- _PASSAGE_:
= Beginning of Section =

= Carondelet Health Network =

Hospital networks in the United States

Carondelet Health Network is a large Catholic health care provider based in Tucson, Arizona. It has five facilities: Carondelet St. Mary's Hospital (the first hospital in Arizona), Carondelet St. Joseph's Hospital, Carondelet Neurological Institute, Carondelet Heart & Vascular Institute (all in Tucson), and Carondelet Holy Cross Hospital in Nogales, Arizona.

In 2015, owners Ascension Health sold a majority stake in Carondelet to Texas-based Tenet Healthcare, with Dignity Health also taking part ownership, turning it from a non-profit to a private profit making hospital chain.

== Services provided ==
Carondelet provides a wide range of health services at multiple locations. Only hospice and palliative care are described in the dated material below.

Carondelet Hospice and Palliative Care seeks to attend to the "physical, spiritual, and psychological needs of people living with a life-limiting illness", ensure that the physical and psychological needs of family members are met, and educate the public on the end-of-life process. Each patient is serviced based on individual needs and desires and a unique plan is created in order to best care for them.

Hospice and Palliative Care Services at one time included:
- Nursing visits
- Personal care
- Durable medical equipment and oxygen
- Medications and supplies
- Pain and symptom management
- Nutrition counseling
- Emotional support and counseling
- Spiritual support
- Bereavement follow-up
- Support groups
- Specialized therapies

== Nurse management study ==
Carondelet Health Network created a Community Nursing Organization (CNO) model, implemented in 1994, to determine if community-based health services could be efficiently managed by nurses. Key features of the Carondelet model included:
- Risk assessment of all members at enrollment and designated intervals
- Matching of nursing and clinical resources to member need and risk level
- Integration of primary, secondary and tertiary prevention services
- Participation of members in development and selection of educational programs and clinical interventions
- Individual and group interventions
- Community-based service delivery
Carondelet's CNO model included an analysis of the Southern Arizona health care market, in order to localize their nursing services.

The outcome of this study, or whether components of the model were adopted, is not known.

== Historical community support ==
In 2011, Carondelet hospice received a $4.5 million donation (equivalent to $ in ) from the estate of Winifred Q. Witt, a Tucson resident who, alongside her husband Samuel Witt, was known for her philanthropy in Southern Arizona. Executive director of Carondelet Hospice and Palliative Care Lupe Trieste said "With this gift, Carondelet will be able to ensure enduring, quality programs of support and comfort."

In 2002, all proceeds from the Nogales Debutante Cotillion were given directly to Carondelet Hospice. Cotillion Committee President Dora Dexter said that the committee chose Carondelet Hospice because "It’s a charitable cause that a lot of people overlook."

== Staffing Issues ==
The first nursing strike in Arizona took place at two Carondelet network Tucson hospitals in 2019, soon after the change in ownership, with workers in the National Nurses United asking for more resources for nursing staff "to bring staffing into alignment with what research shows is optimal for patient care.”

In January, 2022, nurses with National Nurses United protested outside Carondelet's St. Joseph's Hospital and St. Mary's Hospital protesting what they called unsafe and unsustainable conditions due mainly to staffing shortages. A St. Mary's Registered Nurse said "Our hospital is in crisis."

= End of Section =

- _GIVEN INFORMATION_:
= Beginning of Section =

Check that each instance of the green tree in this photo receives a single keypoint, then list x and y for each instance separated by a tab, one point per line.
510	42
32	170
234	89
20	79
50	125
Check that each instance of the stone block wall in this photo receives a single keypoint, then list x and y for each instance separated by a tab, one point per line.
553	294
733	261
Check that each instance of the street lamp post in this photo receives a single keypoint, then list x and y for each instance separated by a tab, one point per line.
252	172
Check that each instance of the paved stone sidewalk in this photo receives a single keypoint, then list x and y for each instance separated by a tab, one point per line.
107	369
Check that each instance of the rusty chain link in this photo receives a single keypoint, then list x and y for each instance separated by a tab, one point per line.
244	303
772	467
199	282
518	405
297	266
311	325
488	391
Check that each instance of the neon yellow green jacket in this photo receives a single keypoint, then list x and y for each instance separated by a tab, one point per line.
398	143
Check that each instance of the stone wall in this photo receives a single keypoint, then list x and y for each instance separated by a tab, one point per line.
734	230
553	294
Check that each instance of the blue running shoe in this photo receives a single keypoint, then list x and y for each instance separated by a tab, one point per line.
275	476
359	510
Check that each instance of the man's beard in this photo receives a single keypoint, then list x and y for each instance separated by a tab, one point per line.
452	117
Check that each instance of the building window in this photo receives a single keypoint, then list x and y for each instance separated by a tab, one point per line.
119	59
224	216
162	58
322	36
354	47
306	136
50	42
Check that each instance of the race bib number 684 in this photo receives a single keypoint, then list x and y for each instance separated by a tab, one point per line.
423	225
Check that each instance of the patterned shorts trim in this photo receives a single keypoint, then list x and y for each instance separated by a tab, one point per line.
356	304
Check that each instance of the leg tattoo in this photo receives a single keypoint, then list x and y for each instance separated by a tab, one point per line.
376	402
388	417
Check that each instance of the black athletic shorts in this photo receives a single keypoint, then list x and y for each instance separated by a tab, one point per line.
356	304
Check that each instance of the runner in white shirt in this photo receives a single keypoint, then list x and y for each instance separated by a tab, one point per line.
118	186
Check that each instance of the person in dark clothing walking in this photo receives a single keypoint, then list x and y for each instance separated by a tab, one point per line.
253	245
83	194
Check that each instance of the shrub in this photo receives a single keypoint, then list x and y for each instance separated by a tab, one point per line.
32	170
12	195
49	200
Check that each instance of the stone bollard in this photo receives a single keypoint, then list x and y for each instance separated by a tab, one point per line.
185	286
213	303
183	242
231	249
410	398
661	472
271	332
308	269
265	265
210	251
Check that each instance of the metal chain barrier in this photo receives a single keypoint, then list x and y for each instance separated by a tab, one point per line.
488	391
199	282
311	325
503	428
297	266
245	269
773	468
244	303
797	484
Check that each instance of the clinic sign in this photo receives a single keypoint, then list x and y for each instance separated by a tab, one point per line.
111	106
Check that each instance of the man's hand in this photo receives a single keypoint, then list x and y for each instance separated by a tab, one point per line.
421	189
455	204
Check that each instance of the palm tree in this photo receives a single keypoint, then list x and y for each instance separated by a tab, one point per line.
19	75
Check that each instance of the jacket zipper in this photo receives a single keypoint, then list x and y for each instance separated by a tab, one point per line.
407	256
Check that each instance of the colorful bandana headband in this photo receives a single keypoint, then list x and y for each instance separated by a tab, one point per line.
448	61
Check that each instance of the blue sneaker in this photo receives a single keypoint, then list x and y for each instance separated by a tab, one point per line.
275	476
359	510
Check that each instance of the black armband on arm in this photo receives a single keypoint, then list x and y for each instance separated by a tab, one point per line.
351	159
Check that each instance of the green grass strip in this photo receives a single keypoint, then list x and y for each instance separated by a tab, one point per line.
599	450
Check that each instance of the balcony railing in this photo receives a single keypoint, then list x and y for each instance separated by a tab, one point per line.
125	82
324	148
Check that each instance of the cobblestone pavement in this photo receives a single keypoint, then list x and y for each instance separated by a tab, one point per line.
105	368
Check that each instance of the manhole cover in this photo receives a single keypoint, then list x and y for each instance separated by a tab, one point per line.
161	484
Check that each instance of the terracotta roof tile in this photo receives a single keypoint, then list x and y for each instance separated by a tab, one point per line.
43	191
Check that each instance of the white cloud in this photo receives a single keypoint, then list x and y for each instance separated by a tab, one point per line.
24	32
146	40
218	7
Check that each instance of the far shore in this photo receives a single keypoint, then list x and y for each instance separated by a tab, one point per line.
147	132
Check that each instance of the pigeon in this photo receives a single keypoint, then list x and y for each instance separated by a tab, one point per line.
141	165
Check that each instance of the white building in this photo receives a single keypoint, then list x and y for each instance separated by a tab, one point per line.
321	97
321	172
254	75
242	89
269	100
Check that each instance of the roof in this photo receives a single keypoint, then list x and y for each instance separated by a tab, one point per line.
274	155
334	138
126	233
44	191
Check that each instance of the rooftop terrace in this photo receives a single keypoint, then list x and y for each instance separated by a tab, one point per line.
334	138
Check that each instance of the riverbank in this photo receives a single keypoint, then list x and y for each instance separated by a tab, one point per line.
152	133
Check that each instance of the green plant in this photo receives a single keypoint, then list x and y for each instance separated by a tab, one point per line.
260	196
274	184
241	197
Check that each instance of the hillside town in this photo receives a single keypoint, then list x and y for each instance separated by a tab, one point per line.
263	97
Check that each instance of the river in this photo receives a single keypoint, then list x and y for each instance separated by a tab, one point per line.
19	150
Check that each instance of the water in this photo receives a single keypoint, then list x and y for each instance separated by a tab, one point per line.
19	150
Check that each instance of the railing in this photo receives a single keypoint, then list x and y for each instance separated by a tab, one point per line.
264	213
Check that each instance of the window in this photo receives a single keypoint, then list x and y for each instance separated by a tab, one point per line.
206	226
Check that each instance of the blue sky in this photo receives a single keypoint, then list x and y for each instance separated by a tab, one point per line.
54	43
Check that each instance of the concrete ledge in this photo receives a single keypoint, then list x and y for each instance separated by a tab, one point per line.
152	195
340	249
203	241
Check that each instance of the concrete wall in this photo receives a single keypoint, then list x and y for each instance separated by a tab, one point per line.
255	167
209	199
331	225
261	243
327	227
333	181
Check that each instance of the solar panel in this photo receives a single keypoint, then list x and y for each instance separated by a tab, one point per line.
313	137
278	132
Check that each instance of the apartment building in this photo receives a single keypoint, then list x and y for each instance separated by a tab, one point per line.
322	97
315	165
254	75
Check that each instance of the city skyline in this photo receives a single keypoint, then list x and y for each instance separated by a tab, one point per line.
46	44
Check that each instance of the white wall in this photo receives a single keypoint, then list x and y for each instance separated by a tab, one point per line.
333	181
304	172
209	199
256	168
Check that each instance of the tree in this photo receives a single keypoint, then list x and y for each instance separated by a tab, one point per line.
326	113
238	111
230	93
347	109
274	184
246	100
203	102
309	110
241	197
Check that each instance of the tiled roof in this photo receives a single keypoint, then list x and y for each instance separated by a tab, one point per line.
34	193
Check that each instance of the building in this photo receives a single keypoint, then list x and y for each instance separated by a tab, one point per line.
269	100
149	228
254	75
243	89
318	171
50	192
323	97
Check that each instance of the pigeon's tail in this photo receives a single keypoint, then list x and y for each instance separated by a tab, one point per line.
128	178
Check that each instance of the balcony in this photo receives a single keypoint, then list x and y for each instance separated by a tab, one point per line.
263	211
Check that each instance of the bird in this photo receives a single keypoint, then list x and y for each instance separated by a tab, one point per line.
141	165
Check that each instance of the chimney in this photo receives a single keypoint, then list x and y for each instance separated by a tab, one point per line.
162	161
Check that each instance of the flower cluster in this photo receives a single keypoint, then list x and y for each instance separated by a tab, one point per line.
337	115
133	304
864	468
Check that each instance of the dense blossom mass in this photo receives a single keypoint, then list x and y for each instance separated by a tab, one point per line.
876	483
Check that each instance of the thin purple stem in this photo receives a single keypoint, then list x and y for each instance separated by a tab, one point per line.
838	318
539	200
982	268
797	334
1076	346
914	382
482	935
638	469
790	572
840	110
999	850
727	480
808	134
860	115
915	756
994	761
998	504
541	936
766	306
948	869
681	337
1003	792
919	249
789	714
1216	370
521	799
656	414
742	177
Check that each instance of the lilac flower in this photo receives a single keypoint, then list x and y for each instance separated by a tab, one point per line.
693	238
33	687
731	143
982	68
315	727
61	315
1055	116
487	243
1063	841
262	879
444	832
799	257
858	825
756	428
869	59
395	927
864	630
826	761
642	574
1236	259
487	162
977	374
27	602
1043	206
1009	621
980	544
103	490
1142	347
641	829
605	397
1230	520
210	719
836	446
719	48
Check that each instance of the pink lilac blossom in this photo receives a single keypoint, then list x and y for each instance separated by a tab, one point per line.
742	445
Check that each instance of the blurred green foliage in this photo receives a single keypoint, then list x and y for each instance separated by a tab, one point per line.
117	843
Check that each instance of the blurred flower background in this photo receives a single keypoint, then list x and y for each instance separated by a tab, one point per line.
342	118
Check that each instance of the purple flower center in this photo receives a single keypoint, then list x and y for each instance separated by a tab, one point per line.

= End of Section =

- _WHAT YOU NEED TO DO_: Copy the Carondelet text between "Hospital networks in" and "making hospital chain.", inclusive, substituting "sites" for "facilities". The listing comes from a different source than the Carondelet text.

- _PROBLEM SOLUTION_:
Hospital networks in the United States

Carondelet Health Network is a large Catholic health care provider based in Tucson, Arizona. It has five sites: Carondelet St. Mary's Hospital (the first hospital in Arizona), Carondelet St. Joseph's Hospital, Carondelet Neurological Institute, Carondelet Heart & Vascular Institute (all in Tucson), and Carondelet Holy Cross Hospital in Nogales, Arizona.

In 2015, owners Ascension Health sold a majority stake in Carondelet to Texas-based Tenet Healthcare, with Dignity Health also taking part ownership, turning it from a non-profit to a private profit making hospital chain.